§ Stated exercise 1:
Decide whether each statement agrees with the passage on the domestic violence appeal, answering yes or no and quoting the deciding words. (a) The court found that plaintiff proved criminal mischief. (b) Plaintiff's complaint alleged the predicate act of harassment. (c) Defendant appealed after the FRO was entered.

----------------------------------------

The court then addressed the credibility of the witnesses, generally finding defendant "intentionally testified falsely," and rejecting her testimony that she was not intoxicated at the time of the altercation, she did not break the plate and that plaintiff broke the plate. The court found credible plaintiff's testimony that defendant was intoxicated and broke the plate, defendant used offensive language during the altercation and defendant committed prior acts of domestic violence against plaintiff.
The court, however, concluded plaintiff did not "prove[] criminal mischief," the only predicate act of domestic violence alleged in his complaint against defendant. Undeterred by the absence of any allegation in plaintiff's complaint that defendant committed the predicate act of harassment, the court declared it would "sua sponte amend the complaint [against defendant] to find that—that the facts set will apply to a count of harassment and therefore . . . consider[ed] that count in the complaint for—and under—under the statute [N.J.S.A.] 2C:33-4 under harassment." Although the complaint did not allege defendant committed the predicate act of harassment, the court nevertheless based its determination that plaintiff is entitled to an FRO against defendant under the PDVA on its finding defendant committed the predicate act of harassment. Following the court's entry of the FRO, defendant appealed.
The court did not make findings of fact supporting its conclusion that plaintiff failed to prove defendant committed the predicate act of criminal mischief under the PDVA. See R. 1:7-4. Plaintiff did not cross-appeal the court's order finding he failed to prove criminal mischief, see Mondelli v. State Farm Mut. Auto. Ins. Co., 102 N.J. 167, 170 (1986) (where defendants did not file a cross-appeal, the court's review was "confined to the sole issue raised on plaintiff's appeal"), and does not argue on appeal that the court erred by finding he failed to prove criminal mischief, see Jefferson Loan Co. v. Session, 397 N.J. Super. 520, 525 n.4 (App. Div. 2008) (noting an issue not briefed on appeal is deemed waived).

----------------------------------------

§ Stated exercise 2:
From the records below, pull out every line that contains the string "headland". Case counts.

----------------------------------------

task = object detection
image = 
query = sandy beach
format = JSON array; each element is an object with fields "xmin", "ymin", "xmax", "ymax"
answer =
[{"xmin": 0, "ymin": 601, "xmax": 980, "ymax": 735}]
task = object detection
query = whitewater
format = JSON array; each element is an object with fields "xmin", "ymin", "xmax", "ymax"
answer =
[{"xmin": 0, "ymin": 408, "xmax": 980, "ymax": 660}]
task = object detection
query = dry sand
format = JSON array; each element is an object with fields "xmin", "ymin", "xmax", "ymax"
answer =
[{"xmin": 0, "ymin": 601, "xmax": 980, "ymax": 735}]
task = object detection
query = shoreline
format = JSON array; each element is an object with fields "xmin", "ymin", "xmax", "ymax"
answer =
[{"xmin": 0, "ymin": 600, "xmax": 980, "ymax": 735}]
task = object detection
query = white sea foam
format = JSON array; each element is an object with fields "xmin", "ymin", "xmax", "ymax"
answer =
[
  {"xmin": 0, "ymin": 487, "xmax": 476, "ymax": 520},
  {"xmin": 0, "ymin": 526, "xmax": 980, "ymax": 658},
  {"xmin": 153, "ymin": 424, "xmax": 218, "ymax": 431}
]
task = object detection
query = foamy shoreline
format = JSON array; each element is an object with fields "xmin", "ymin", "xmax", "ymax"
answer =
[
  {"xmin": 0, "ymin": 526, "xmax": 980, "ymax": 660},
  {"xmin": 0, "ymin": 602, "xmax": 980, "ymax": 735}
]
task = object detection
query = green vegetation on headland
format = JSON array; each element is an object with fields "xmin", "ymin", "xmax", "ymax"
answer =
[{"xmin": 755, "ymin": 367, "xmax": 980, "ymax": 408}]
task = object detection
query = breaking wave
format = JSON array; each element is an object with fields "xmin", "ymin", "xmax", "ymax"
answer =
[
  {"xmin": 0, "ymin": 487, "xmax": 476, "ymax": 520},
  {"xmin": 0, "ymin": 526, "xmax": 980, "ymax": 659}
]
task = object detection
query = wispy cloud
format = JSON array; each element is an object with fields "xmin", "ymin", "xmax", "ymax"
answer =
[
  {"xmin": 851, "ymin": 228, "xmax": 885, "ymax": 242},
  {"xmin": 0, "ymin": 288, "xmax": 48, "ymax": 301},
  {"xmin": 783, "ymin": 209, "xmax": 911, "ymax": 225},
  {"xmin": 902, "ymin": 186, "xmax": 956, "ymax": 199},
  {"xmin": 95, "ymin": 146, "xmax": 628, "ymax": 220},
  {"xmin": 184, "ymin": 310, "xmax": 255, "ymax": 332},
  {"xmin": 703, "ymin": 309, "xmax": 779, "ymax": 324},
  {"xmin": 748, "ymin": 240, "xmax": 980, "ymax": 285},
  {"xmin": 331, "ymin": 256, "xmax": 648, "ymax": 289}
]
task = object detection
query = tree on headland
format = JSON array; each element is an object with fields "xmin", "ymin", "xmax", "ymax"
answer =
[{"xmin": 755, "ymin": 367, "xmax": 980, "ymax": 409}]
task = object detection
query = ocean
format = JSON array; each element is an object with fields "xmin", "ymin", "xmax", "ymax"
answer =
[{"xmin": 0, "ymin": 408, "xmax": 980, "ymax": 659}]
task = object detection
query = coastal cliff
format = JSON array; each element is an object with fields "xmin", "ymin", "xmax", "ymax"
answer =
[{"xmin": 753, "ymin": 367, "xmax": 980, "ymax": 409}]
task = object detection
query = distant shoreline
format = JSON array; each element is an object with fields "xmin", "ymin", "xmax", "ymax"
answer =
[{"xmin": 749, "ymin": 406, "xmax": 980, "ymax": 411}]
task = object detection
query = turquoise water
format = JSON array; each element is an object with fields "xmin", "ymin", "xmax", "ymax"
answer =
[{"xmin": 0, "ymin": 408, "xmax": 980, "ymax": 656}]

----------------------------------------

§ Finished answer 1:
(a) No: "its conclusion that plaintiff failed to prove defendant committed the predicate act of criminal mischief"
(b) No: "Although the complaint did not allege defendant committed the predicate act of harassment"
(c) Yes: "Following the court's entry of the FRO, defendant appealed."

§ Finished answer 2:
query = green vegetation on headland
query = tree on headland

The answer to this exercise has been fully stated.